__EXTRACTED ENTRIES__:

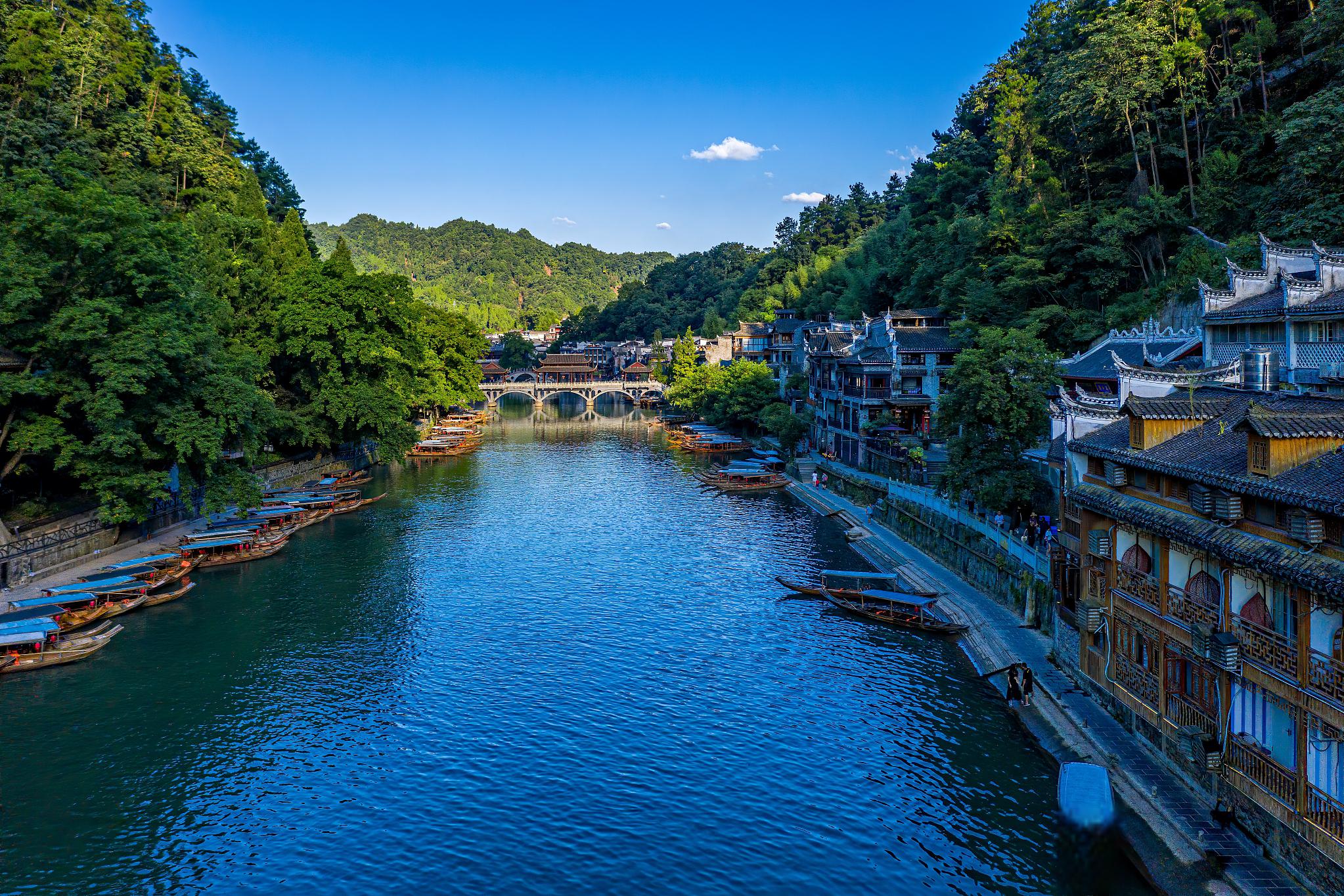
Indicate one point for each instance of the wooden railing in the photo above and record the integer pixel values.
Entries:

...

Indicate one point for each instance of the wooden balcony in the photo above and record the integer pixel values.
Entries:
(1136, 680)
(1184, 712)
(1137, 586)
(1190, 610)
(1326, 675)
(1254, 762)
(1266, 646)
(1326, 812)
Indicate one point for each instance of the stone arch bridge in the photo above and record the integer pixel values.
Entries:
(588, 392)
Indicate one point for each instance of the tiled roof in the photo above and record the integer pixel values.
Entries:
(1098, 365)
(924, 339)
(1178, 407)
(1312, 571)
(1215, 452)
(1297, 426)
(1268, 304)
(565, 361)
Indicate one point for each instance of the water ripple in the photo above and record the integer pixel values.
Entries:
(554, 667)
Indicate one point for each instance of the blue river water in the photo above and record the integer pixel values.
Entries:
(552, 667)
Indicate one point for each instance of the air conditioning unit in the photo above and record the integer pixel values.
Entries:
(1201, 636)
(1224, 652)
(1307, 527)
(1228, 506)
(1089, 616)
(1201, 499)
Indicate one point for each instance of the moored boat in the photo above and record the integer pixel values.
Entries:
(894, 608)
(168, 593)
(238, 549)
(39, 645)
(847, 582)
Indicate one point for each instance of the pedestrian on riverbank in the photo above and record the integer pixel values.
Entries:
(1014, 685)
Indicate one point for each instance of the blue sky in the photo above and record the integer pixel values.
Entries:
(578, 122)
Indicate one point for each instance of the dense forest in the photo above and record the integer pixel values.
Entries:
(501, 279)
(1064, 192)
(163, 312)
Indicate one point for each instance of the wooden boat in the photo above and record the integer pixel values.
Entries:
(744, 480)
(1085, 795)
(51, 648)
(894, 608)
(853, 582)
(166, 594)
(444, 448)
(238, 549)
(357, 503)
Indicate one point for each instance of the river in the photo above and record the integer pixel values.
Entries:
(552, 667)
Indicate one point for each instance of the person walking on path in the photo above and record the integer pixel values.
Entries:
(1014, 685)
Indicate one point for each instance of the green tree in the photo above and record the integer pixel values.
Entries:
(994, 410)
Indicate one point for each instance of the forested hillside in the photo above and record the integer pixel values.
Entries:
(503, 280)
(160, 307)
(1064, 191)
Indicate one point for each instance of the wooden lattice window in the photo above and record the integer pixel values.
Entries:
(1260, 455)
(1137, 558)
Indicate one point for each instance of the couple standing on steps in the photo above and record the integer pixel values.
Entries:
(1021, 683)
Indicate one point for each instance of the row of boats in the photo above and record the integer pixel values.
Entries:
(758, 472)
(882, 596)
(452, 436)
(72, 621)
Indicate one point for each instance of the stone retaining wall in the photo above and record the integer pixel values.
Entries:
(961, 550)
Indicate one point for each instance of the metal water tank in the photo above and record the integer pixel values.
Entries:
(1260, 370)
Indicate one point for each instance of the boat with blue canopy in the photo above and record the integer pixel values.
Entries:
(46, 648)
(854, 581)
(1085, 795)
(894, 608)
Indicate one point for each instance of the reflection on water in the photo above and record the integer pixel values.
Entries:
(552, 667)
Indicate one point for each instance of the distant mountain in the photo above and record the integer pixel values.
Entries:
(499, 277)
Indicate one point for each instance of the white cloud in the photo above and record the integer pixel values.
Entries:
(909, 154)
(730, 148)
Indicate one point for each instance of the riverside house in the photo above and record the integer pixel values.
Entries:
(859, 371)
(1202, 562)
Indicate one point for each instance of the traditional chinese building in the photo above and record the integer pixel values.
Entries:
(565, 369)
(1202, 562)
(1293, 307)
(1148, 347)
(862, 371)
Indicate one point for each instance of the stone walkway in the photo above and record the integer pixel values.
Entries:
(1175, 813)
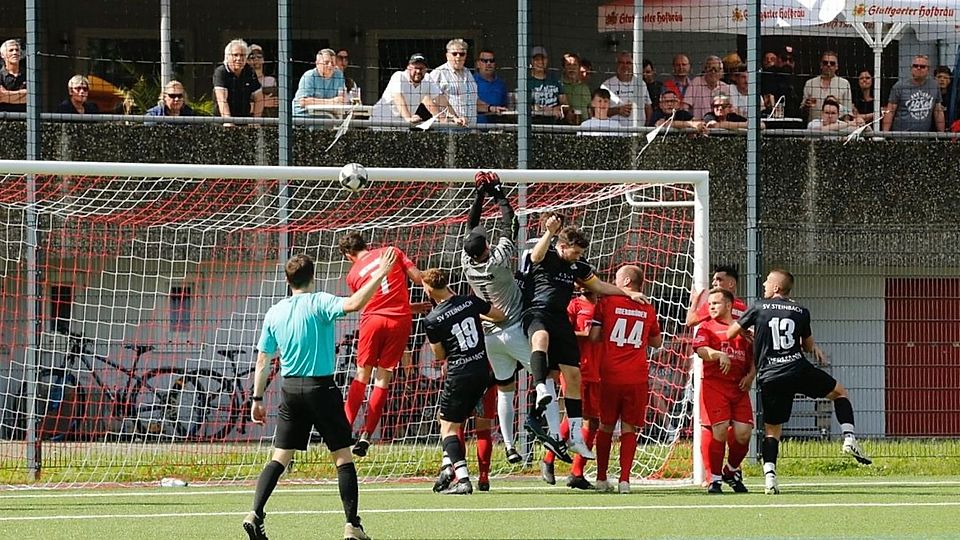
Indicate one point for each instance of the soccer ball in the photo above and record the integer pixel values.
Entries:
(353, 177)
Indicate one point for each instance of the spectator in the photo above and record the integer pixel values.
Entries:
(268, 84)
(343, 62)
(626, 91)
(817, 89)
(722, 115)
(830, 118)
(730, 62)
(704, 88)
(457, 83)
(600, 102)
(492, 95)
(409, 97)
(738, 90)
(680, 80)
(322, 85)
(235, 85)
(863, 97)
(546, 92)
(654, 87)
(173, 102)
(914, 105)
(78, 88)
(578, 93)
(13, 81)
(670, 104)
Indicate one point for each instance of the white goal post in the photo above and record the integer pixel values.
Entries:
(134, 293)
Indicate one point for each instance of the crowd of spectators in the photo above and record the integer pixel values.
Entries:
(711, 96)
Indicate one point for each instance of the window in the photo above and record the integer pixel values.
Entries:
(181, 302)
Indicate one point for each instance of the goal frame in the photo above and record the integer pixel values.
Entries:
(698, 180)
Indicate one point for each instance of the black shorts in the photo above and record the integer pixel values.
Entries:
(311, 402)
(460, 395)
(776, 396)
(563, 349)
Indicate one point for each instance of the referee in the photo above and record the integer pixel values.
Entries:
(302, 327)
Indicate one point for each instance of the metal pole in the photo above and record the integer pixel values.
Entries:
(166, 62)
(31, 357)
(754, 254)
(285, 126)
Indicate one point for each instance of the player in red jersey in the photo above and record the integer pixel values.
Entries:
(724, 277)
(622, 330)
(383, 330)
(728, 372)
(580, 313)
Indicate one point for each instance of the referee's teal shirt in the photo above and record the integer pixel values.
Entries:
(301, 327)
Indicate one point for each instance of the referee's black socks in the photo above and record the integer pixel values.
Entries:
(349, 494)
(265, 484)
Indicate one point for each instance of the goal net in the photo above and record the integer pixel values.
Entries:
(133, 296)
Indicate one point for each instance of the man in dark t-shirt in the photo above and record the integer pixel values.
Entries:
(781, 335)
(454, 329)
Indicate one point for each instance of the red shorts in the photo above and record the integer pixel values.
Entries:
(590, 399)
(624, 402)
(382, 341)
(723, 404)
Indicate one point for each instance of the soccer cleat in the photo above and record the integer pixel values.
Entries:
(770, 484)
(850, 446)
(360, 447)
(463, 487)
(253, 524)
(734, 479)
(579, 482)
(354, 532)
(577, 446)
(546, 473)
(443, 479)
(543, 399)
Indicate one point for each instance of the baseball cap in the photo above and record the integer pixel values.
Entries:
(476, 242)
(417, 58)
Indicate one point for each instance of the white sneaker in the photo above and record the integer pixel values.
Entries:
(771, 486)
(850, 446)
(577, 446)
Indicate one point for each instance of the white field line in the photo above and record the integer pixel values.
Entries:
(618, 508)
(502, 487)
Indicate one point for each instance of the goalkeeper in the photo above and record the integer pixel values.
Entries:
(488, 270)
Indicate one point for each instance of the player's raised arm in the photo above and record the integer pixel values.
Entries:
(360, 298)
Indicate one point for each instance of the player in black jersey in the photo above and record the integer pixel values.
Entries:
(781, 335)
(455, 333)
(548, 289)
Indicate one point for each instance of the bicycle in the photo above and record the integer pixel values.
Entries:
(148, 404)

* * *

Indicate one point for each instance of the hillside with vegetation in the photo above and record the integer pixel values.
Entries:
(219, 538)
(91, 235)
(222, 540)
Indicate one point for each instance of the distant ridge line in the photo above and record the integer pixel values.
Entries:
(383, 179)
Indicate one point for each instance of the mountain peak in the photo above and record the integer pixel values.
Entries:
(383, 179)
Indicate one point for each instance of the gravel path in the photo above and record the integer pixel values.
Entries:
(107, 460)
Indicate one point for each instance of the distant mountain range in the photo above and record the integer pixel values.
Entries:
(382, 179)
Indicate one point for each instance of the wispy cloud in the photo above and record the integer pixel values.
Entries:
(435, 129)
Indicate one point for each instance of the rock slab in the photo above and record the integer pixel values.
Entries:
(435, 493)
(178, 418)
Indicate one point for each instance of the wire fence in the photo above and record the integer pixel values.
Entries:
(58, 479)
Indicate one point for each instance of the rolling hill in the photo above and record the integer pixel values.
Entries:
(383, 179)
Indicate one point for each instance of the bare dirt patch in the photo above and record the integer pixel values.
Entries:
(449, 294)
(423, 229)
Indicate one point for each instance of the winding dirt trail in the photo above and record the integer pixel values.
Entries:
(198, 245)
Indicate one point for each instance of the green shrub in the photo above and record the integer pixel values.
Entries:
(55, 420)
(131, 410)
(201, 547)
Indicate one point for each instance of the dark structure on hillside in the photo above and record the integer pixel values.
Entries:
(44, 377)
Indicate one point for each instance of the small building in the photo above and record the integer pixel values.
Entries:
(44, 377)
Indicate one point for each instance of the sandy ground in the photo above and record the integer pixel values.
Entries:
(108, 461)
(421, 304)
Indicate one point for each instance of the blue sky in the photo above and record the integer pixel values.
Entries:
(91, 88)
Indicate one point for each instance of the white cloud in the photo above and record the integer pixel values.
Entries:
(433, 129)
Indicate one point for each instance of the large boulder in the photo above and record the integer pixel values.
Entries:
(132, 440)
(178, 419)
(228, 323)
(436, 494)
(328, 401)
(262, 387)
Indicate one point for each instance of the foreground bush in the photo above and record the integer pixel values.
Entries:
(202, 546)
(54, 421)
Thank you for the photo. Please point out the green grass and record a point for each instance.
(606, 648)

__HOW TO COMPLETE THIS TASK__: Say how many lines in the listing above include "referee". Give nothing but the number.

__RESPONSE TO THIS EXERCISE__: 3